Il capomissione della Ong si vanta di essere un trasgressore, solca i mari con «la nave dei centri sociali» agendo senza regole se non le condivide. «Io ho fatto del ragionamento sulla disobbedienza una caratteristica della mia vita [...] Sono i governi che violano continuamente la legge», è una sua precedente affermazione datata marzo 2019 in piena vicenda Mare Jonio, la barca entrata nel porto di Lampedusa malgrado il no del Viminale allora retto da Matteo Salvini.
Non è da meno il capo missione di Mediterranea, Beppe Caccia, che lo scorso agosto ammetteva con orgoglio di avere infranto la legge: «Abbiamo disobbedito a un ordine ingiusto e inumano del ministero dell’Interno. Ma così facendo abbiamo obbedito al diritto marittimo, alla Costituzione italiana e alle leggi dell’umanità». No, la Costituzione afferma che la legge è uguale per tutti, senza distinzioni di sorta e che tutti sono tenuti a rispettarla.
Eppure Carola Rackete si è vantata più volte di averla calpestata nel nostro Paese. La comandante tedesca della nave Sea Watch 3, che con le sue 650 tonnellate di stazza aveva investito la motovedetta della Guardia di finanza colpevole solo di avere intimato l’alt, nel giugno del 2019 giustificava l’azione. «Non è stato un atto di violenza. Solo di disobbedienza. Ma ho sbagliato la manovra. Per me era vietato obbedire. Mi chiedevano di riportarli in Libia. Ma per la legge sono persone che fuggono da un Paese in guerra, la legge vieta che io le possa riportare là», era la sua strabiliante versione accolta anche dal gip del tribunale di Agrigento che archiviò le accuse di favoreggiamento aggravato dell’immigrazione clandestina e disobbedienza a nave da guerra. Salvini protestò: «Quindi, se capisco bene la sentenza, speronare una motovedetta militare italiana con uomini a bordo non è reato. Torniamo ai tempi dei pirati… No comment». Rackete un mese dopo tornava a vantarsi: «Abbiamo abbattuto un muro. Quello innalzato in mare dal Decreto sicurezza bis. Siamo stati costretti a farlo. Talvolta servono azioni di disobbedienza civile per affermare diritti umani e portare leggi sbagliate di fronte a un giudice».

===============

Compito assegnato 1 >>
Risponda a queste domande sul testo relativo alle Ong e alla disobbedienza:
(a) In quale porto è entrata la Mare Jonio malgrado il no del Viminale?
(b) Chi è il capo missione di Mediterranea?
(c) Quante tonnellate di stazza ha la nave Sea Watch 3?
Compito assegnato 2 >>
Estragga dal testo sulle Ong e la disobbedienza il passo che va da "Non è da meno" fino a "tenuti a rispettarla.".
L'elenco non ha alcuna relazione con il testo.

Dati grezzi >>
===============

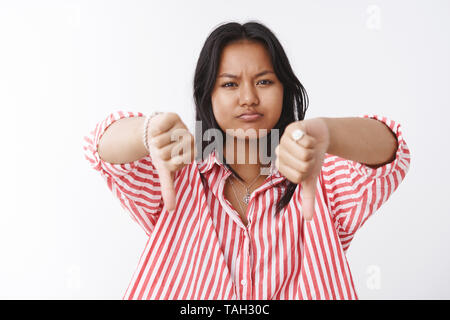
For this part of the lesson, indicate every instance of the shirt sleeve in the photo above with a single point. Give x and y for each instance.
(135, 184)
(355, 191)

===============

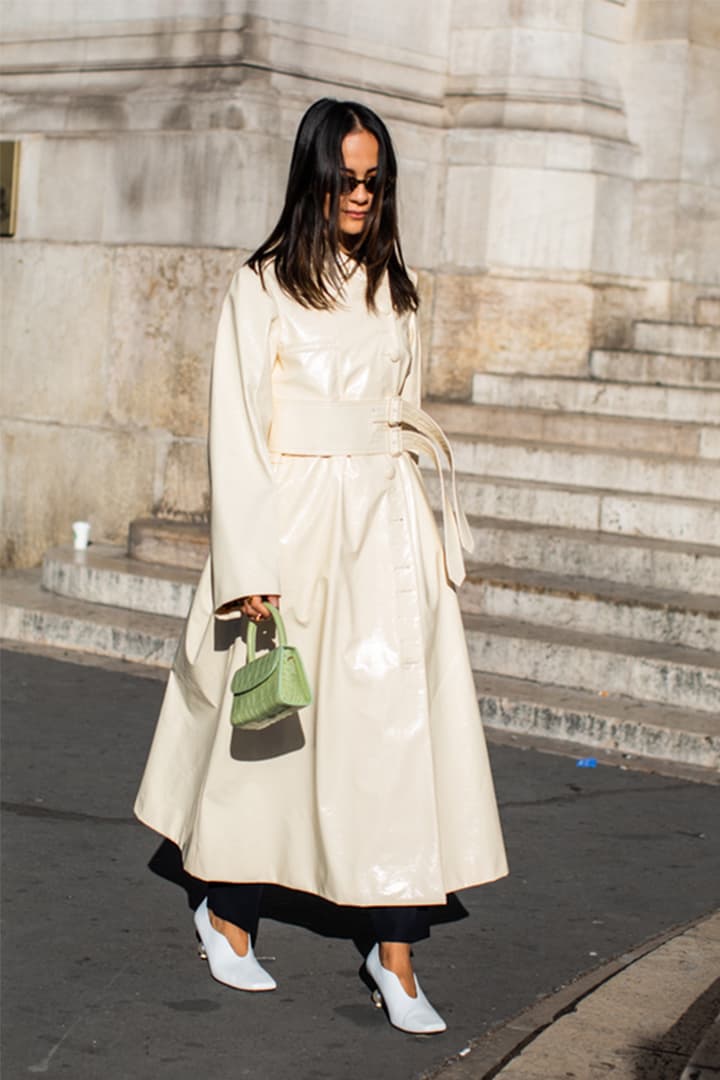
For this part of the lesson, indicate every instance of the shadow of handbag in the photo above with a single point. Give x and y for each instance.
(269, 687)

===============

Risposta all'esercizio 1 >>
(a) Lampedusa.
(b) Beppe Caccia.
(c) 650 tonnellate.

Risposta all'esercizio 2 >>
Non è da meno il capo missione di Mediterranea, Beppe Caccia, che lo scorso agosto ammetteva con orgoglio di avere infranto la legge: «Abbiamo disobbedito a un ordine ingiusto e inumano del ministero dell’Interno. Ma così facendo abbiamo obbedito al diritto marittimo, alla Costituzione italiana e alle leggi dell’umanità». No, la Costituzione afferma che la legge è uguale per tutti, senza distinzioni di sorta e che tutti sono tenuti a rispettarla.